--- Start READING PASSAGE ---

- Born: Uzhavoor, Kottayam, Kerala, India
- Occupations: Film producer; Film distributor;
- Years active: 2011–present
- Organization: Magic Frames
- Spouse: Benitta Jacob ​(m. 2015)​
- Children: 2
- Relatives: Justin Stephen (brother)
- Awards: National Film Award for Best Popular Film Providing Wholesome Entertainment (2012)

= Listin Stephen =

Indian film producer and distributor (born 1986)

Listin Stephen is an Indian film producer and distributor who works in Malayalam, Tamil and Hindi film industries. He founded the film production company Magic Frames that has produced and distributed a lot of successful movies over a decade. His debut production was Traffic (2011), which heralded in a new age of film-making style and rejuvenated Malayalam cinema.

==Career==
His debut production was Traffic (2011), which heralded in a new age of film-making style into Malayalam cinema. His second production was Chaappa Kurish (2011). While it encountered controversies, the film turned out to be a moderate commercial and critical hit. In 2012, he produced Ustad Hotel which won three National Film Awards, including the one for the Best Popular Film. Following the success of his films, he remade all three films in Tamil in association with R. Sarathkumar.

--- End READING PASSAGE ---

== WORK INSTRUCTIONS ==
1 > Could you reproduce, word for word, the part of the Listin Stephen profile that opens with the words containing "- Awards: National" and closes with "distributor (born 1986)"?
2 > Answer these questions using the Listin Stephen profile:
(a) What organization is listed for him?
(b) What was his second production?
(c) How many National Film Awards did Ustad Hotel win?

--- Start DATASET ROWS ---

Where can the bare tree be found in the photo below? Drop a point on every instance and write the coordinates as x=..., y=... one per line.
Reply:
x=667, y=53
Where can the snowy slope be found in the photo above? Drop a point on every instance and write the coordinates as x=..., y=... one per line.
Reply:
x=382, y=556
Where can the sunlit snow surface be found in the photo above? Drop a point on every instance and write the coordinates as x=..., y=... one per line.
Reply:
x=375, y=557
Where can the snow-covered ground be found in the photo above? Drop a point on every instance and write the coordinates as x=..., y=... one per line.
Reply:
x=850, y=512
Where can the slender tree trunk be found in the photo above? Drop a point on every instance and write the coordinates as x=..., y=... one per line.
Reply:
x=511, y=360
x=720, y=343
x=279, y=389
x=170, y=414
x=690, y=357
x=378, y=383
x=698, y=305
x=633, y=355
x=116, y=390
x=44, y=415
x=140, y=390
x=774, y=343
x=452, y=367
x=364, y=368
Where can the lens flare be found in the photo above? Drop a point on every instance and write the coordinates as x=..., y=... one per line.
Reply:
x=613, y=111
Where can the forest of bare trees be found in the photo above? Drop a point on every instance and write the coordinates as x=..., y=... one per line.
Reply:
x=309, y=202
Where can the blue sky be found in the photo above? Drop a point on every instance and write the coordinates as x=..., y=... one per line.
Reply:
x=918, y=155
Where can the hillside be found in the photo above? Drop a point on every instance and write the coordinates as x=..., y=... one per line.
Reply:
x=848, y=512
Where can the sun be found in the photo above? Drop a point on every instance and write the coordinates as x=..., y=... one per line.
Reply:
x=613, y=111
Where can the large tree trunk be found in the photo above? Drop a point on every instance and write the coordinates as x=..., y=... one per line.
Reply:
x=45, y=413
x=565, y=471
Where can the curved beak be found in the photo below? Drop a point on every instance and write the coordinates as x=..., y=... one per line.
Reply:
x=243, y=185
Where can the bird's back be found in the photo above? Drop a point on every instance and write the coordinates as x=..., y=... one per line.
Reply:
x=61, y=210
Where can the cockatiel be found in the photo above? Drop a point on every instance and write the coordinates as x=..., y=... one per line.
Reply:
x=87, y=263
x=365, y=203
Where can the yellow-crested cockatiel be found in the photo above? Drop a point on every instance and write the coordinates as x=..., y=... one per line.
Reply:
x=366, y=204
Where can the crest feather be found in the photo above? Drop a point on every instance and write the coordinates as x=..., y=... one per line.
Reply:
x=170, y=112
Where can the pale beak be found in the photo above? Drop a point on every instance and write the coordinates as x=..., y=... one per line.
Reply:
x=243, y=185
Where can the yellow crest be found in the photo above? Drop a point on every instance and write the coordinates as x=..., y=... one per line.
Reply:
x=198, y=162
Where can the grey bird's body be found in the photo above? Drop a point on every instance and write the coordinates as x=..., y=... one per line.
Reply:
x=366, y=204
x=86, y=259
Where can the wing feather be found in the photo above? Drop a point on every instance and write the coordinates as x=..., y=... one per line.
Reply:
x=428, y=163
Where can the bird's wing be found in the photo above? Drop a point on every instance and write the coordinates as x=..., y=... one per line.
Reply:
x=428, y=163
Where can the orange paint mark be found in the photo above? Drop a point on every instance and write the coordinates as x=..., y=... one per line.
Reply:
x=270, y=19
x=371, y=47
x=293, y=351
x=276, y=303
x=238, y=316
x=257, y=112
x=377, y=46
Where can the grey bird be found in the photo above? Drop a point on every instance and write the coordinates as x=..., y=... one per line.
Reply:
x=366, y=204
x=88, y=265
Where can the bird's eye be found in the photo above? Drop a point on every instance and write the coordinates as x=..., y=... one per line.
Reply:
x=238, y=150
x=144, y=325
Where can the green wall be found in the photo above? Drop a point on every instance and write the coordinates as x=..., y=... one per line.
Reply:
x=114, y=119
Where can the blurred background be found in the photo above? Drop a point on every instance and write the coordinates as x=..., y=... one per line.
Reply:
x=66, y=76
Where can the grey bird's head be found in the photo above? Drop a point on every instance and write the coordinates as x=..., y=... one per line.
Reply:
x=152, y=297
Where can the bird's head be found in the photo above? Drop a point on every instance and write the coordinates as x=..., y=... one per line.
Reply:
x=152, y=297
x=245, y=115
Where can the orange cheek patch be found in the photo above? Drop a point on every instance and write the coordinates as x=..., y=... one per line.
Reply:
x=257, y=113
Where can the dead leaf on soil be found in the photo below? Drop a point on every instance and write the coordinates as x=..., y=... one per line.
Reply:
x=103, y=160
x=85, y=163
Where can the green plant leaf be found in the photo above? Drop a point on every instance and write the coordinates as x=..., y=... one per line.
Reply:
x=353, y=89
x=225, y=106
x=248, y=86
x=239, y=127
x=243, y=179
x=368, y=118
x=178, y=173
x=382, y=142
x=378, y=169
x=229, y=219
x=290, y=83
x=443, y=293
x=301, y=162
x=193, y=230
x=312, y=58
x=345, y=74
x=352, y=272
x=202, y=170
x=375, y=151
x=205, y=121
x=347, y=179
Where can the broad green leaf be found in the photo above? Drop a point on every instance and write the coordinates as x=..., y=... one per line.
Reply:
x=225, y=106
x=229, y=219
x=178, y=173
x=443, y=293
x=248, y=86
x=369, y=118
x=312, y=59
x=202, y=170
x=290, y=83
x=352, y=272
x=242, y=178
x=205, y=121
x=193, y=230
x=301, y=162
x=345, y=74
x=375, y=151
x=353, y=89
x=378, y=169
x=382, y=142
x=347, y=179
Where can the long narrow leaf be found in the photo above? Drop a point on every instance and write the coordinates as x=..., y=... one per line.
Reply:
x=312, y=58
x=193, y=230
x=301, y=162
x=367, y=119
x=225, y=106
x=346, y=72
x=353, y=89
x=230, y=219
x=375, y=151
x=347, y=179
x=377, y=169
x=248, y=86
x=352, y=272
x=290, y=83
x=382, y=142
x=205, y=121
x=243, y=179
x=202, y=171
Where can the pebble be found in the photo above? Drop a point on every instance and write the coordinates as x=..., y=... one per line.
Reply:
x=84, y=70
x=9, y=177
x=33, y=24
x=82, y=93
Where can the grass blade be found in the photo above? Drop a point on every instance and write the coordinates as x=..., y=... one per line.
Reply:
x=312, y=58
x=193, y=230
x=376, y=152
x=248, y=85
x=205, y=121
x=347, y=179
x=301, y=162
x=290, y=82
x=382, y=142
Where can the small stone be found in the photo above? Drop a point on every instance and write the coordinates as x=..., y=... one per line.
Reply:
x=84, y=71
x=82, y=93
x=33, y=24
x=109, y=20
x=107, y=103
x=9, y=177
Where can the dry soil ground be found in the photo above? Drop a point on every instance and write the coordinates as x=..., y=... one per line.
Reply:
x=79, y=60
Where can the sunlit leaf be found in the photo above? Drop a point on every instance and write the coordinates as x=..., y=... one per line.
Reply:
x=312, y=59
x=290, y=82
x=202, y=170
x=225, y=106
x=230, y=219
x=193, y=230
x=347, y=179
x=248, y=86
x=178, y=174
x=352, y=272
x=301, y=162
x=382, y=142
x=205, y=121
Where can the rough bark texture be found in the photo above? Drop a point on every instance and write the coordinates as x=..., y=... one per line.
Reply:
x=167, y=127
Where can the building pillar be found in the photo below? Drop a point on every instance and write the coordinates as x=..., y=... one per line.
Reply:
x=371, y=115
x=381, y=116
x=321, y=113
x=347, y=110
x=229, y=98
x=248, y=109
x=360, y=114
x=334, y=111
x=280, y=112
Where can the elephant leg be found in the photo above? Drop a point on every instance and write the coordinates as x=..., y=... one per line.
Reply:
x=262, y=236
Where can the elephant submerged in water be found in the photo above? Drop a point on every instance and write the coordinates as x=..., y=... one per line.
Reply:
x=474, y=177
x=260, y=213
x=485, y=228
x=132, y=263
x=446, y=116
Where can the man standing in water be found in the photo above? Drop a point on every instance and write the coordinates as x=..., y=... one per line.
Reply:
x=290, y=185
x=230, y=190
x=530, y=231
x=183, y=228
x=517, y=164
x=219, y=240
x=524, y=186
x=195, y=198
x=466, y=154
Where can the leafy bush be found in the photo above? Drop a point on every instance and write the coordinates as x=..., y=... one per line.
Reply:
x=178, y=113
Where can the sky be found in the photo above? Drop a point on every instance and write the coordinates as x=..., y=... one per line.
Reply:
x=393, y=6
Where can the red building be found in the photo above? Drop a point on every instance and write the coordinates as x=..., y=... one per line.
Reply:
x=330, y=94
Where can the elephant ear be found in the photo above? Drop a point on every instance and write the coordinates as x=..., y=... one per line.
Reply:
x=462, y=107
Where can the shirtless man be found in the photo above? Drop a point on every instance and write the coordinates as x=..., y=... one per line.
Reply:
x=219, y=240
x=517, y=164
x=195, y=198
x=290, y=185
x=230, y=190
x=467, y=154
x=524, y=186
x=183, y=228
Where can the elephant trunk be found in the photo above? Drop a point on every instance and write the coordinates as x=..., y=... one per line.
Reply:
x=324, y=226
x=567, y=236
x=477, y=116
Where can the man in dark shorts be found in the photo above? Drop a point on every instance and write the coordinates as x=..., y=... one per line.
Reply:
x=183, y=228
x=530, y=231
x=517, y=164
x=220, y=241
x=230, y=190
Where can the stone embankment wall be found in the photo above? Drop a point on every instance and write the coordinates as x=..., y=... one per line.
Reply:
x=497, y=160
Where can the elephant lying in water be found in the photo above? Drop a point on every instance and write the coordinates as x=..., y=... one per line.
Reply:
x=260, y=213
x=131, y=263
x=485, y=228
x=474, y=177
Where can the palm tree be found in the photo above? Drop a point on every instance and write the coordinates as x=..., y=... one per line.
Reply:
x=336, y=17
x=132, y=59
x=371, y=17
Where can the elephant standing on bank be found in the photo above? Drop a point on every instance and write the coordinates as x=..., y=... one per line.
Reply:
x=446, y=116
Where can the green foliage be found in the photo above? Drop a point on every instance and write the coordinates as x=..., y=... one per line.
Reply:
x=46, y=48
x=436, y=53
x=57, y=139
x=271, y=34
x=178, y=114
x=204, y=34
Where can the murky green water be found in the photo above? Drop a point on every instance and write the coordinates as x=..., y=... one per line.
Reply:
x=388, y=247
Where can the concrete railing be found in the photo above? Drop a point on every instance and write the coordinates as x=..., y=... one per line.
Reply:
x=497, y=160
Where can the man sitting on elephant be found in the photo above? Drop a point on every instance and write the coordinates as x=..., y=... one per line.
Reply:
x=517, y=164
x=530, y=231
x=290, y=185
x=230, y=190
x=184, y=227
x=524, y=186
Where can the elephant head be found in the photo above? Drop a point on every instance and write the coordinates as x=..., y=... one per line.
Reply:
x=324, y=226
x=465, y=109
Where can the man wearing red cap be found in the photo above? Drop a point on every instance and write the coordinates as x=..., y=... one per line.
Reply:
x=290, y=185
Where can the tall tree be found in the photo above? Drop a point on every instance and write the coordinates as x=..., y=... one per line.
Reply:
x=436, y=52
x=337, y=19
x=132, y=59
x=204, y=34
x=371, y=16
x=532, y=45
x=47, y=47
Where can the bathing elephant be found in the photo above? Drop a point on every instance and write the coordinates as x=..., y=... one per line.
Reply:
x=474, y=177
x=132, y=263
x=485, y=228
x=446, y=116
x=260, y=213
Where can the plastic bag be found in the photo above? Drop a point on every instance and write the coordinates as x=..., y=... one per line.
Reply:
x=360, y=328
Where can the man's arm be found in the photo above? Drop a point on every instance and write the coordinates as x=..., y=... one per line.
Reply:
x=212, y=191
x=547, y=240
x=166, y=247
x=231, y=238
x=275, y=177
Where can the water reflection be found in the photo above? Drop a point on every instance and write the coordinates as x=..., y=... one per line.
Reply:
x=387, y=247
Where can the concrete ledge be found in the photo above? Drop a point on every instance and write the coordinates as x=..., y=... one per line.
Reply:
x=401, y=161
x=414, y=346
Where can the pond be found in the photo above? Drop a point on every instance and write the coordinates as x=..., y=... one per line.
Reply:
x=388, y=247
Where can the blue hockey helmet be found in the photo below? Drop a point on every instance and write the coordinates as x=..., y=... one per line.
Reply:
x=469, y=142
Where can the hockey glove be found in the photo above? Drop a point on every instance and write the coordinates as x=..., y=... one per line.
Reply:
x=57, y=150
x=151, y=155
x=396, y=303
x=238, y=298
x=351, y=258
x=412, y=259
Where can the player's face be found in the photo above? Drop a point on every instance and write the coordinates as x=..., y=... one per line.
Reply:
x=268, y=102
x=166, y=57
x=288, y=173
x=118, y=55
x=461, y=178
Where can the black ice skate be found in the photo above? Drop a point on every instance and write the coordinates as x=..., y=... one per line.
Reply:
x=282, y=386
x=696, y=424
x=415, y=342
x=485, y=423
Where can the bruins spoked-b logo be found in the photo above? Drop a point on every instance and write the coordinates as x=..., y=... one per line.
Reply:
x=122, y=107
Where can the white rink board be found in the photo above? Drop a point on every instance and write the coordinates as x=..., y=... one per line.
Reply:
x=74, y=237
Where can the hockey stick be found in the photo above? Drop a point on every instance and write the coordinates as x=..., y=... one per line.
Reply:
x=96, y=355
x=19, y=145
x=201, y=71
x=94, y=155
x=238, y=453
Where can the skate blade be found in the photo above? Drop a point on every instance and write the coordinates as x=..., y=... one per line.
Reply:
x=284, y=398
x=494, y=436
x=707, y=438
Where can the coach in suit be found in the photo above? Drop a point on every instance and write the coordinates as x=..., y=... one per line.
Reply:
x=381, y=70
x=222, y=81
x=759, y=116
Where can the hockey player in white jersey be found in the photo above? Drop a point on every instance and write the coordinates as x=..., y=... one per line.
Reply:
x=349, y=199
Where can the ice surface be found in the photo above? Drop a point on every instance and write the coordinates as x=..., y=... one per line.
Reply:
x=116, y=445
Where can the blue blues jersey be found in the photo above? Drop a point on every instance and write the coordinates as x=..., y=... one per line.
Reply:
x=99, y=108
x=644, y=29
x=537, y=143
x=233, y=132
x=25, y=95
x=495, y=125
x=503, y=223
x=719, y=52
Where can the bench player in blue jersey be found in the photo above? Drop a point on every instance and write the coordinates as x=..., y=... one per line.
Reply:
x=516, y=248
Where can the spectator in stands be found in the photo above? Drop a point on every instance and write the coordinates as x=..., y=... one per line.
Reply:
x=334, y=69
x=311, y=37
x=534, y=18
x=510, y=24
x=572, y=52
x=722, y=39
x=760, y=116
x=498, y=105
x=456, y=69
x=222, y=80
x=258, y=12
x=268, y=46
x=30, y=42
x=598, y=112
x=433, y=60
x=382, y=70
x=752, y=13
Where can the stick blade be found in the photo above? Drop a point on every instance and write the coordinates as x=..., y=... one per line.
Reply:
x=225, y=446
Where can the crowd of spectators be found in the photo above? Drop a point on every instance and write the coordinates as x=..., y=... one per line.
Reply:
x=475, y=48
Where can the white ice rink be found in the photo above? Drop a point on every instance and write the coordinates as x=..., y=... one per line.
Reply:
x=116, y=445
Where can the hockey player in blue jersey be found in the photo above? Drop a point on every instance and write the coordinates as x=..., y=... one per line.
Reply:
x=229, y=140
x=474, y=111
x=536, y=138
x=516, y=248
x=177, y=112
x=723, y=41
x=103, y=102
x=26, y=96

--- End DATASET ROWS ---

== SOLVED PROBLEMS ==
1 >
- Awards: National Film Award for Best Popular Film Providing Wholesome Entertainment (2012)

= Listin Stephen =

Indian film producer and distributor (born 1986)

2 >
(a) Magic Frames
(b) Chaappa Kurish (2011)
(c) Three